EXERCISE DATA:

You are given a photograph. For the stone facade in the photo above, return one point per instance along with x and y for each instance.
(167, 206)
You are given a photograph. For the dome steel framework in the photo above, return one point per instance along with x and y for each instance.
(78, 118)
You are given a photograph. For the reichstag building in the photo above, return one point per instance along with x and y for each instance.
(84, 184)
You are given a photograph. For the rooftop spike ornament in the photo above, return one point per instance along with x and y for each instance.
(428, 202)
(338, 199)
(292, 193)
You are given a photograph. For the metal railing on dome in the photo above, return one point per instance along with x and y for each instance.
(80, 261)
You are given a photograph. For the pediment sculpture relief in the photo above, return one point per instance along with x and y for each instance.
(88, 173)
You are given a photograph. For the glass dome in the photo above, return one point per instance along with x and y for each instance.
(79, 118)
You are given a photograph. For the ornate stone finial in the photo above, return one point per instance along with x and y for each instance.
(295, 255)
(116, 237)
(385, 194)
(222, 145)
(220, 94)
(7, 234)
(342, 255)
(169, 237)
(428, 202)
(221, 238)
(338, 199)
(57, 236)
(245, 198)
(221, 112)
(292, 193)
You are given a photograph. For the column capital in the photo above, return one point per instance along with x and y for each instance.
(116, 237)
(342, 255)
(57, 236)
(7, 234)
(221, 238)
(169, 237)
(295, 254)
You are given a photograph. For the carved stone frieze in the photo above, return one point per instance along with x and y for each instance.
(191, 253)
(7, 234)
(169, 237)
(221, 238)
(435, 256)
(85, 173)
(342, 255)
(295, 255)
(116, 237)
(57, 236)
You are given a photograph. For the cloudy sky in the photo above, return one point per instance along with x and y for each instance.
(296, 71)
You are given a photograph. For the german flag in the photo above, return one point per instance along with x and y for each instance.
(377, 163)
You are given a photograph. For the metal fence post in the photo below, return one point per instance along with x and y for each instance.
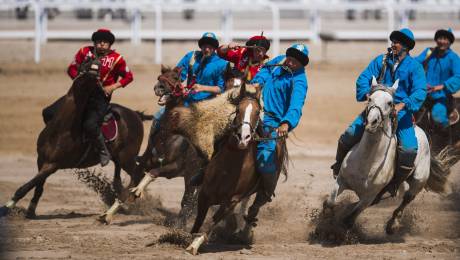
(158, 34)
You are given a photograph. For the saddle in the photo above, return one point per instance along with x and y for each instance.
(109, 127)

WORK INSTRUCTIONS: I would like the material repeated in full and exactly, with its images omitted.

PROBLEM SOLUTION:
You are given a photograph. For the stone facade in the photo above, return one point per instance along with x and y for each instance.
(167, 206)
You are given a photograph. For the dome steel framework in the photo above, return one point per instance along with x and y for each instance.
(78, 118)
You are given a photograph. For the reichstag building in the photo above, return one point per instance along with x and y for each instance.
(84, 184)
You are given a photograph. For the rooftop spike ornament in the photo above, return one point per instance along with x and y for each instance.
(428, 202)
(338, 199)
(292, 193)
You are given a photograph. For the metal railing on dome in the photo above, return one point per instance along with x and y for each instance.
(80, 261)
You are given a photograph. For the pediment sculpture relief in the photo above, return one point per instance along with x and y for each instance.
(88, 173)
You are given a photograph. For the glass dome in the photo above, return one point per instance along with x and y for each instance.
(79, 118)
You are given a photograph. For the ornate stone finial in the photo above, return one point per instance along with x and y for each instance.
(295, 255)
(116, 237)
(385, 194)
(222, 145)
(220, 94)
(7, 234)
(342, 255)
(169, 237)
(428, 202)
(221, 238)
(338, 199)
(57, 236)
(245, 198)
(221, 112)
(292, 193)
You are given a photograph. For the column capital in the photo above, return one point per instance along with x and y for each instance.
(116, 237)
(342, 255)
(57, 236)
(7, 234)
(221, 238)
(169, 237)
(295, 254)
You are given a photograph. For the carved stone frieze in the photo above, return one point per instance along with x and y for each instance.
(191, 253)
(7, 234)
(169, 237)
(221, 238)
(435, 256)
(85, 173)
(342, 255)
(295, 255)
(116, 237)
(57, 236)
You are given a photograph. For the cloudy sky in the photo above, return one point per instance along with x and y for each instance.
(296, 71)
You are given a photograph. For the german flag in the photo above, return one point per instance along with x and y for each instance.
(377, 163)
You are given a photograph. For the metal fence post in the photo below, return one point per instance along with x and y for each instance.
(158, 34)
You are given a photograph. For the saddle in the photo above, return one point per instance along with x and y for each instance.
(109, 127)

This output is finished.